TASK STATEMENT: Could you set down the records below exactly as they are, with no pictures?

(Natural language region descriptions)
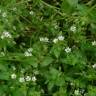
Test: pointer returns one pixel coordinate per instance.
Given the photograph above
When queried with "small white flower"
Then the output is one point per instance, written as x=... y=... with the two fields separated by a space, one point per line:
x=2 y=53
x=76 y=92
x=44 y=39
x=73 y=28
x=14 y=9
x=13 y=76
x=27 y=54
x=22 y=70
x=4 y=14
x=93 y=43
x=31 y=13
x=94 y=66
x=55 y=40
x=67 y=50
x=34 y=79
x=30 y=50
x=28 y=78
x=0 y=10
x=61 y=38
x=21 y=79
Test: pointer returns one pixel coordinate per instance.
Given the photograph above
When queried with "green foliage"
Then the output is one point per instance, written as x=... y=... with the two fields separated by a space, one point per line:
x=48 y=48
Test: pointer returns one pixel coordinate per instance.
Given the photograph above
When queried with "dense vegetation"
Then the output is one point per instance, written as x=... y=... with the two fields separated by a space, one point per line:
x=47 y=47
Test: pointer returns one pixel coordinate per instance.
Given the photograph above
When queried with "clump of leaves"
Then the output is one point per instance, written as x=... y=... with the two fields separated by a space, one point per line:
x=47 y=48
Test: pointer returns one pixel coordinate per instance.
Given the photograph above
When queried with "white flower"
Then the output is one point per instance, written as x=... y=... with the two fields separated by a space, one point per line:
x=14 y=9
x=44 y=39
x=73 y=28
x=94 y=66
x=13 y=76
x=27 y=54
x=21 y=79
x=30 y=50
x=14 y=68
x=28 y=78
x=76 y=92
x=61 y=38
x=93 y=43
x=2 y=53
x=55 y=40
x=31 y=13
x=34 y=79
x=67 y=50
x=6 y=34
x=4 y=14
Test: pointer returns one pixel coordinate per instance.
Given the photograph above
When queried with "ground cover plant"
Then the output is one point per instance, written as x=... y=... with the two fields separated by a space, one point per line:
x=47 y=47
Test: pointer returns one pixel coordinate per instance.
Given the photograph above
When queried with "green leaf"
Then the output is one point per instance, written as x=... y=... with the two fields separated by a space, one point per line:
x=68 y=6
x=47 y=60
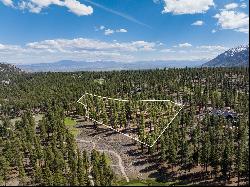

RESULT FOR THIS TASK:
Test: pointer returns one pixel coordinate per instance.
Given the photograph above
When queried with "small white flower"
Then the output is one point per instance, written as x=... y=... with the two fields separated by a space, one point per line:
x=2 y=53
x=76 y=92
x=44 y=39
x=73 y=28
x=14 y=9
x=13 y=76
x=27 y=54
x=22 y=70
x=4 y=14
x=93 y=43
x=31 y=13
x=94 y=66
x=55 y=40
x=67 y=50
x=34 y=79
x=30 y=50
x=28 y=78
x=0 y=10
x=61 y=38
x=21 y=79
Test: pointer returns one pixel coordinate per instance.
Given the photograph above
When queried with "green foliage"
Then the output is one point per instance, written as x=... y=... with the two fields separated by a space, one point per line:
x=48 y=48
Test: pointer returns one pixel coordinate per instance.
Given the photograph above
When queried with "dense vegetation"
Then the output is one point per instance, written as x=... y=... with the two fields separated by a space, one point per line:
x=47 y=47
Test: pointer returns one pixel coordinate per instance.
Given the photograph above
When queried with "clump of leaves"
Then the output is one point per instance, written as x=... y=... with the two fields separated by a space, one point per line:
x=47 y=48
Test: pointer returns one pixel coordinate per instance.
Given the photograph above
When queried with "white flower"
Then the output is one point per instance, written as x=... y=... with the two fields separated by a space, one point per line:
x=14 y=9
x=44 y=39
x=73 y=28
x=94 y=66
x=13 y=76
x=27 y=54
x=21 y=79
x=30 y=50
x=14 y=68
x=28 y=78
x=76 y=92
x=61 y=38
x=93 y=43
x=2 y=53
x=55 y=40
x=31 y=13
x=34 y=79
x=67 y=50
x=6 y=34
x=4 y=14
Test: pointer returns one pixel coordinate per instance.
Given the photograph above
When queried with "ground cover plant"
Then the output is one point per instance, written as x=... y=... with the two fields separated by a space, one point per line:
x=47 y=47
Test: pointer returns one pixel coordinate per instance.
Given the photograph above
When queried with "green leaf"
Then the output is one point per instance, written as x=... y=... with the two fields separated by a space, one point per line:
x=68 y=6
x=47 y=60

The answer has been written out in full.